Description of the task >> Identify and pull out each line of the entries in which "Review" occurs.

Top of Given information

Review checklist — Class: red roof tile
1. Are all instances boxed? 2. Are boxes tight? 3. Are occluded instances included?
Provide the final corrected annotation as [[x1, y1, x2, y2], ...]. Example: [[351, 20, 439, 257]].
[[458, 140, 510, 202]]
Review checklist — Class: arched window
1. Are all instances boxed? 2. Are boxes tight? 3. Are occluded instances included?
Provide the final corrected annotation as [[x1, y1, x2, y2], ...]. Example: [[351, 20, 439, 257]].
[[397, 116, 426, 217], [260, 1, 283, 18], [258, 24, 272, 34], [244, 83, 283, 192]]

Bottom of Given information
Top of Given information

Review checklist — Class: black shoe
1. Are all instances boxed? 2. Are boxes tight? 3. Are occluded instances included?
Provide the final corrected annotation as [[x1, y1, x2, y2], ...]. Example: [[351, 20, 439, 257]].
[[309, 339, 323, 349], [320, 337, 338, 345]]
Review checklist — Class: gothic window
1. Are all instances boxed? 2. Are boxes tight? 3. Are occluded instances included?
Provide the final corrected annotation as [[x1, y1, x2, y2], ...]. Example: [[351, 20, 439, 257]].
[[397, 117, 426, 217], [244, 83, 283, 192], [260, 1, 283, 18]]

Bottom of Given information
Top of Given information

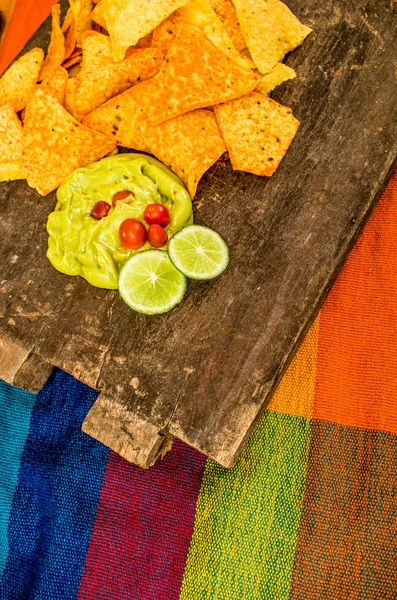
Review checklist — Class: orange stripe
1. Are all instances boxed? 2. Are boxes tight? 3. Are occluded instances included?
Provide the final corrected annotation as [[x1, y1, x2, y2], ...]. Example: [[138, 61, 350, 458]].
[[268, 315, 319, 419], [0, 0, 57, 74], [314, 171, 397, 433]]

Bottom of Given information

Answer below >>
Review checklist — Class: red roof tile
Review checklist — Class: arched window
Review checklist — Class: black shoe
Review checklist — Class: gothic window
Review checklist — Class: orange stripe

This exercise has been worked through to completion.